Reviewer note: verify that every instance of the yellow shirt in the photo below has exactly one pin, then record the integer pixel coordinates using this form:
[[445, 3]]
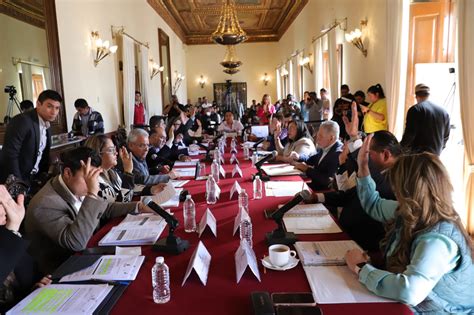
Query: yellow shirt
[[371, 124]]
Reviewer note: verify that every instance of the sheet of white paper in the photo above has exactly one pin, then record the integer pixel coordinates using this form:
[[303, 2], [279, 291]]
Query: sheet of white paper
[[240, 216], [236, 170], [179, 183], [311, 225], [280, 170], [208, 219], [109, 268], [260, 131], [200, 261], [245, 256], [235, 189], [185, 171], [338, 285], [67, 299], [131, 251]]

> _Your task_
Starting from the line with "Query: yellow shirt", write out every remaining line of the data above exactly, the final line included, and nothing before it.

> _Output_
Query: yellow shirt
[[371, 124]]
Reviewer note: verify that every instance of the sheet of white paper in the photo above has exactly one pin, then record the integer pixel coordinates using this form:
[[303, 2], [279, 291]]
Query: sheet of white paper
[[240, 216], [236, 170], [179, 183], [311, 225], [280, 170], [208, 219], [109, 268], [260, 131], [200, 261], [245, 256], [235, 189], [185, 171], [338, 285], [67, 299], [131, 251]]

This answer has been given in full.